— The task —
Take the line holding "Query: rocky mountain slope" as the first line of the answer and the last line of the listing as its end; retype everything between exactly.

— Information —

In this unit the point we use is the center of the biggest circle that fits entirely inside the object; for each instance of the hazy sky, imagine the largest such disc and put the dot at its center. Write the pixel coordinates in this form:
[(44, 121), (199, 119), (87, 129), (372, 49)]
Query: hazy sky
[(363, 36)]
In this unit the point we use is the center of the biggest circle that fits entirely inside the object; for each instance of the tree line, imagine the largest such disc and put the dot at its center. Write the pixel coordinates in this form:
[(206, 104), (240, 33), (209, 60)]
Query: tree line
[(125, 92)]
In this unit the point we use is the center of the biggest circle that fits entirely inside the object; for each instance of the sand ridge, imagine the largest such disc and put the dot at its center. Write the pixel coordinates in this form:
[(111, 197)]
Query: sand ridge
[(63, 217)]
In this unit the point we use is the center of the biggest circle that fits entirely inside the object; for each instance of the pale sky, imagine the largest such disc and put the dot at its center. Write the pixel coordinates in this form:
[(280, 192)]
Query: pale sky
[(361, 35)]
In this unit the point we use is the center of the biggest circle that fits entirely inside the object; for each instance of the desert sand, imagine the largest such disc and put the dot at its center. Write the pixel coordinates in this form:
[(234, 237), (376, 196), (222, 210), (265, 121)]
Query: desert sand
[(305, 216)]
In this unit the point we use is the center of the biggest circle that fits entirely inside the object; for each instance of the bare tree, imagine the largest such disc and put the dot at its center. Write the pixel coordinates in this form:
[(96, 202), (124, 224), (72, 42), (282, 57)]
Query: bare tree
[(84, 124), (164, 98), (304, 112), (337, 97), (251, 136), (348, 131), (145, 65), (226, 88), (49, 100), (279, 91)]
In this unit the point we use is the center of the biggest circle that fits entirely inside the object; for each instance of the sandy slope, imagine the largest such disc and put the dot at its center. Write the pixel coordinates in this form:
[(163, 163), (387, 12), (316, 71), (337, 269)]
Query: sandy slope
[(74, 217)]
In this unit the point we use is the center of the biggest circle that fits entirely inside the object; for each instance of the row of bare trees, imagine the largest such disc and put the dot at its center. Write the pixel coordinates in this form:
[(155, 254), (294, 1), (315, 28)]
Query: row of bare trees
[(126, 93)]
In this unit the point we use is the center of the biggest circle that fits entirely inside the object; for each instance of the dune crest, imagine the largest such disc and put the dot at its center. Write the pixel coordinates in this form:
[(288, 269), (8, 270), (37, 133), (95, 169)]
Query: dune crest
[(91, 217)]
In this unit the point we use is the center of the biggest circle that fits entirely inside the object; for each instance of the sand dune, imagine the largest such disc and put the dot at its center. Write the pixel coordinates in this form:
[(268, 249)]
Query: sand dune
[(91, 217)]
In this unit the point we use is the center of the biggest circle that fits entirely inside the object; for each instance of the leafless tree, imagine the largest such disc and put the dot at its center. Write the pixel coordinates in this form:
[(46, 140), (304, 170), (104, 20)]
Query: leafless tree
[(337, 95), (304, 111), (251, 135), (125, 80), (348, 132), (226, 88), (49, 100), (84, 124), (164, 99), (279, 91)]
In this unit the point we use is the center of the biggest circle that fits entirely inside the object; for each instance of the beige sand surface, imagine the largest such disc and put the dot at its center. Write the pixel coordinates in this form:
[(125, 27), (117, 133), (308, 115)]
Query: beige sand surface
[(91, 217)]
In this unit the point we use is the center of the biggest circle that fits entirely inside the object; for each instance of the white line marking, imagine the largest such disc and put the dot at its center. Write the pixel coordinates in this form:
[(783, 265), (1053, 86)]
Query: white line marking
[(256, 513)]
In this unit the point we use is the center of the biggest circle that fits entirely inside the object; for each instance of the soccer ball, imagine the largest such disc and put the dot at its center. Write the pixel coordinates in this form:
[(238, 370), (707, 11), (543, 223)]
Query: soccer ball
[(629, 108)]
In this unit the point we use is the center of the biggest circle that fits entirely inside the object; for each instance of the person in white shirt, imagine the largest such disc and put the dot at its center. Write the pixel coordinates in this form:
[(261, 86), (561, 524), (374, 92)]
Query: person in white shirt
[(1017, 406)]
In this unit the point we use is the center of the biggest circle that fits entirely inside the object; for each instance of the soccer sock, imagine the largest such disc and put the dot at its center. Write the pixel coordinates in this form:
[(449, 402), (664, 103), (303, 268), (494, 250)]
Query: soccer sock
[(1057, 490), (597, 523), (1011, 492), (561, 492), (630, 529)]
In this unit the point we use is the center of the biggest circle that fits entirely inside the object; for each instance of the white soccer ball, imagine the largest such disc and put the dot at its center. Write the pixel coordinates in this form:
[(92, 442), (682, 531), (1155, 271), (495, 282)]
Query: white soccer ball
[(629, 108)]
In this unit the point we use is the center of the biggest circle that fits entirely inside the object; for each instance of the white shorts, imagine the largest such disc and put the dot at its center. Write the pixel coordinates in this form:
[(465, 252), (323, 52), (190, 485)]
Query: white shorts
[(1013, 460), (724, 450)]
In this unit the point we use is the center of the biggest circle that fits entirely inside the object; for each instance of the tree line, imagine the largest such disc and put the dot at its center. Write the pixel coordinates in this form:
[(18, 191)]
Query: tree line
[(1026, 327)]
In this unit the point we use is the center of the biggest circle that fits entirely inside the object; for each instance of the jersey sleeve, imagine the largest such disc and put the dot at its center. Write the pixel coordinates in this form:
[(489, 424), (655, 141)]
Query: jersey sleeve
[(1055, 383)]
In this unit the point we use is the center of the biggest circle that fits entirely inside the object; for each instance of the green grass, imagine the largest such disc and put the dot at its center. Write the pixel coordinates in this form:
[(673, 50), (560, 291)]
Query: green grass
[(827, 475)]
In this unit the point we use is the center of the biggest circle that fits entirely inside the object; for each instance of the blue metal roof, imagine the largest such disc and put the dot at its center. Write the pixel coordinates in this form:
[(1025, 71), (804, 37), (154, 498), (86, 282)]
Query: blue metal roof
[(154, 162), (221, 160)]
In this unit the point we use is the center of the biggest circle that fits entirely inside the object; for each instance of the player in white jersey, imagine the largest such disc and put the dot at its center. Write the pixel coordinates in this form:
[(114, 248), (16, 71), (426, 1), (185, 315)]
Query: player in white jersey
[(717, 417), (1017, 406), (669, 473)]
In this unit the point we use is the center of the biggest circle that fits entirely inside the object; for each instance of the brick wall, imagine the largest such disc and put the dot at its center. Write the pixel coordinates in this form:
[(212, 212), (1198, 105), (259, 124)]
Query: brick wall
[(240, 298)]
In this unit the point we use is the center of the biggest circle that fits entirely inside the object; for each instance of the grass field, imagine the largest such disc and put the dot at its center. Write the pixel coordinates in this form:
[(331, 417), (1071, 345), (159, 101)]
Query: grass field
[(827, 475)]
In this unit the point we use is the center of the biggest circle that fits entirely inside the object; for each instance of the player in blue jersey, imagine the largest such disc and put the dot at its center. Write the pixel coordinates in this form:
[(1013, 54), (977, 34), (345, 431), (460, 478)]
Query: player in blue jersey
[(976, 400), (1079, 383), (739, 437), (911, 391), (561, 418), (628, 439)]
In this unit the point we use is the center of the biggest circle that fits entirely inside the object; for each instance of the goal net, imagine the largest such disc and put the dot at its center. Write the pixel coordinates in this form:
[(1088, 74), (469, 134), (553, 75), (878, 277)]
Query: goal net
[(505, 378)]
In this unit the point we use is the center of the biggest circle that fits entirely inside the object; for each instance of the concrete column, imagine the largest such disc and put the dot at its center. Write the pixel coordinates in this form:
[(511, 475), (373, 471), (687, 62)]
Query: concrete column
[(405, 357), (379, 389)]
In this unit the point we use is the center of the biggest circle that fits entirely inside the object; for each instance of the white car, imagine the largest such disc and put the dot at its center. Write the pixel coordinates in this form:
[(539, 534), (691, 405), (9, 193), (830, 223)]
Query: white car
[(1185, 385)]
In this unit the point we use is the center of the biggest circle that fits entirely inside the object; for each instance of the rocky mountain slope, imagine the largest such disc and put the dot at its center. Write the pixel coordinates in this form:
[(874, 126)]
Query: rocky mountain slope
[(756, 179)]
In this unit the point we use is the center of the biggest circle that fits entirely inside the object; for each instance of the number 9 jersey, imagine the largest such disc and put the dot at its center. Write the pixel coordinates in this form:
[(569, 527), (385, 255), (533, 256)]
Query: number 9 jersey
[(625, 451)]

— Response to this task —
Query: rocky mountain slope
[(756, 179)]
In this unit the point we use is the center of the biggest circle that fits entirely inside the object; for each instance of the number 9 jersey, imagine the largest such disc and put the dot at its center. Write the pixel coordinates in this form:
[(569, 527), (385, 255), (533, 256)]
Query: number 9 jersey
[(625, 451)]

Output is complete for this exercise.